Home | About | Sematext search-lucene.com search-hadoop.com
NEW: Monitor These Apps!
elasticsearch, apache solr, apache hbase, hadoop, redis, casssandra, amazon cloudwatch, mysql, memcached, apache kafka, apache zookeeper, apache storm, ubuntu, centOS, red hat, debian, puppet labs, java, senseiDB
 Search Hadoop and all its subprojects:

Switch to Threaded View
Pig >> mail # user >> avoiding Group by or filter


Copy link to this message
-
Re: avoiding Group by or filter
because there is nothing to group
On Mar 5, 2013, at 3:14 AM, Jonathan Coveney <[EMAIL PROTECTED]> wrote:

> Why don't you want to group?
>
>
> 2013/3/5 Preeti Gupta <[EMAIL PROTECTED]>
>
>> I want to compute the Average for 1 column dataset
>> 1
>> 2
>> 3
>> 4
>> 5
>>
>> and I am not able to do without grouping.

:: Exercise description ::
Print everything in the Pig mailing list thread from "elasticsearch, apache solr, apache" down to "want to group?", word for word.

:: Source excerpt ::
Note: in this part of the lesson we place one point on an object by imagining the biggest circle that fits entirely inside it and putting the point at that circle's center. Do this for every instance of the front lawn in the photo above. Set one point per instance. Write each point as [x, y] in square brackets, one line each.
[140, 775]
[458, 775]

:: Final result ::
elasticsearch, apache solr, apache hbase, hadoop, redis, casssandra, amazon cloudwatch, mysql, memcached, apache kafka, apache zookeeper, apache storm, ubuntu, centOS, red hat, debian, puppet labs, java, senseiDB
 Search Hadoop and all its subprojects:

Switch to Threaded View
Pig >> mail # user >> avoiding Group by or filter


Copy link to this message
-
Re: avoiding Group by or filter
because there is nothing to group
On Mar 5, 2013, at 3:14 AM, Jonathan Coveney <[EMAIL PROTECTED]> wrote:

> Why don't you want to group?